[WORK INSTRUCTIONS] From the entries that follow, work out how many lines contain "rocky". Write the number only.

++++++

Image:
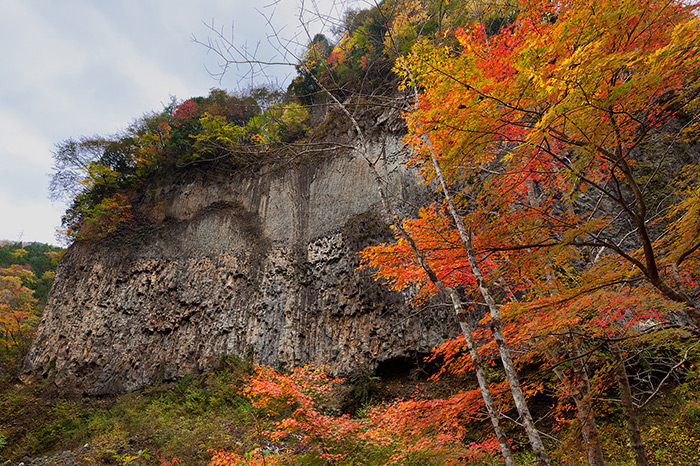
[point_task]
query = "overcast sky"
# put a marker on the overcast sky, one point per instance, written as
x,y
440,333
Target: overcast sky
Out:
x,y
74,68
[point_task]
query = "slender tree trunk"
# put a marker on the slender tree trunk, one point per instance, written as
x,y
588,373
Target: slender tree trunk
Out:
x,y
584,408
628,409
506,450
496,325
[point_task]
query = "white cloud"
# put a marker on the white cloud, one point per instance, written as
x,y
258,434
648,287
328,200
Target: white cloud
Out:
x,y
80,67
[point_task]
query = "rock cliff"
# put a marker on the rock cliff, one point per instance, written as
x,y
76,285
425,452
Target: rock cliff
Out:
x,y
235,262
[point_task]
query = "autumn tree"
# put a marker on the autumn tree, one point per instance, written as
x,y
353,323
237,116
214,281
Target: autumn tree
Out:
x,y
556,136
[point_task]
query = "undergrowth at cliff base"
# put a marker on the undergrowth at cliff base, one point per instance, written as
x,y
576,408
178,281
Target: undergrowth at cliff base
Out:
x,y
242,414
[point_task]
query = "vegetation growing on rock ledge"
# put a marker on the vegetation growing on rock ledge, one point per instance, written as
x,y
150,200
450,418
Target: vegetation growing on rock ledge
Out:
x,y
564,138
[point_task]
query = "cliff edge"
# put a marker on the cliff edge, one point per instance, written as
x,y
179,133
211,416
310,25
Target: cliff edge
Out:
x,y
233,263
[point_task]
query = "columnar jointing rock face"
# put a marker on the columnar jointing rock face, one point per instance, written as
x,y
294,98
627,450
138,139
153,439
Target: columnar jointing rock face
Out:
x,y
263,262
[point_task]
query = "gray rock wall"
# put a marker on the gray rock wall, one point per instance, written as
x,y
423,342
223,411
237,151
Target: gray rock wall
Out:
x,y
265,261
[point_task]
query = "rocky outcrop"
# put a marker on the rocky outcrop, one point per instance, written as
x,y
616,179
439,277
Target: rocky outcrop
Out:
x,y
234,263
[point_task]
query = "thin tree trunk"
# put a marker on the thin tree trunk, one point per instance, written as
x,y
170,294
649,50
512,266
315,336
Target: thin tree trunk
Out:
x,y
628,409
496,325
506,450
584,408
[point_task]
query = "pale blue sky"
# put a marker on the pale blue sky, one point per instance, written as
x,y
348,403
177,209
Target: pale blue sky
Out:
x,y
74,68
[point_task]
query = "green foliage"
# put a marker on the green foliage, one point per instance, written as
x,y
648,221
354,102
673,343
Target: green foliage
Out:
x,y
98,175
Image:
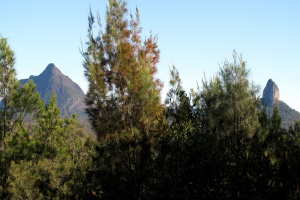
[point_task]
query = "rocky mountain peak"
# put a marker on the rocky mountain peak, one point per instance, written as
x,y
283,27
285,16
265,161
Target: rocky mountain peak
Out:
x,y
51,70
70,97
271,94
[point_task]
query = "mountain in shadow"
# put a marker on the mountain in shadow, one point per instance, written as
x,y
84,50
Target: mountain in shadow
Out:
x,y
70,97
271,99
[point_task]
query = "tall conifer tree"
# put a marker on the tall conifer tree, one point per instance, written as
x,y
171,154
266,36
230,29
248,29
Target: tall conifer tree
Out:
x,y
123,98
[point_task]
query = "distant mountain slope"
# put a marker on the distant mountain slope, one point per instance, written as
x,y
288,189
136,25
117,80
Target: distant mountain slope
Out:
x,y
70,97
271,99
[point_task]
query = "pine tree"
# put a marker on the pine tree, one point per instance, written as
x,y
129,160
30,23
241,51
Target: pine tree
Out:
x,y
229,104
123,99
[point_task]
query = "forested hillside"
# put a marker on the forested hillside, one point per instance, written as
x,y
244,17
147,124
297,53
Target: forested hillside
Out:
x,y
210,143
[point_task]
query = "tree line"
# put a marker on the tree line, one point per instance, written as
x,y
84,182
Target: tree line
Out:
x,y
210,143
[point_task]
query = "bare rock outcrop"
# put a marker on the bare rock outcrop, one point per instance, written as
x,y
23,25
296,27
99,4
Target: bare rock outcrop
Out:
x,y
271,94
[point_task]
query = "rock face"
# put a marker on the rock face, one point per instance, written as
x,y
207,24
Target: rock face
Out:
x,y
70,97
271,94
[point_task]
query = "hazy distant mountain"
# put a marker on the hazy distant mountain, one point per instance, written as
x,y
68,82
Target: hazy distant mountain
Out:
x,y
271,99
70,97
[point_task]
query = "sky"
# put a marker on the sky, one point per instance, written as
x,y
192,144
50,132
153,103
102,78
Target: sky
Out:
x,y
196,36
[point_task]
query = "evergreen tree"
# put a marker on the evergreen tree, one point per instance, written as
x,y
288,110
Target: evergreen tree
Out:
x,y
122,101
229,104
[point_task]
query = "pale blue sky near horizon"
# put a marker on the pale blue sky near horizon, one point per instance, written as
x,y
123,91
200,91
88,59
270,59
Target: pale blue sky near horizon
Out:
x,y
196,36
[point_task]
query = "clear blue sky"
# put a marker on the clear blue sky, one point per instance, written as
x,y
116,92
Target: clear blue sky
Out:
x,y
194,35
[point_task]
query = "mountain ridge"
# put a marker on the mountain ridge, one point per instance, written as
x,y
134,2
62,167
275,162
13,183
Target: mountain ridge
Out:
x,y
70,97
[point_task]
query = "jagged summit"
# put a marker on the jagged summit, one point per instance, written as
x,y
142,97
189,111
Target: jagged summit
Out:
x,y
70,97
271,94
51,70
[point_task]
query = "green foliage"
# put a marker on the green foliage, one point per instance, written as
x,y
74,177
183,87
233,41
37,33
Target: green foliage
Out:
x,y
122,102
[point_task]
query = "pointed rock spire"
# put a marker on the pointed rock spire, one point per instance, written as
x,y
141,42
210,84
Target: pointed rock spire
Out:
x,y
271,94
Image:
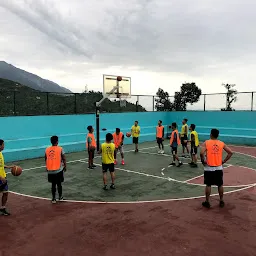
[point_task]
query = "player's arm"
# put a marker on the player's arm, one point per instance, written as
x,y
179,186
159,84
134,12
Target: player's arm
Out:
x,y
64,161
229,153
202,153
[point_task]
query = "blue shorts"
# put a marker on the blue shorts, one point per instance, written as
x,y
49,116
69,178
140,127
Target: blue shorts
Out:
x,y
3,186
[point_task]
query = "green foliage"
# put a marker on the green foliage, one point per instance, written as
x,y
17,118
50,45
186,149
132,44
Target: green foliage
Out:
x,y
230,97
189,93
17,99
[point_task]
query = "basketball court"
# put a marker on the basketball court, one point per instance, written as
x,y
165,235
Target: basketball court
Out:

++++++

[SOLUTION FOR THIS PROBLEM] 6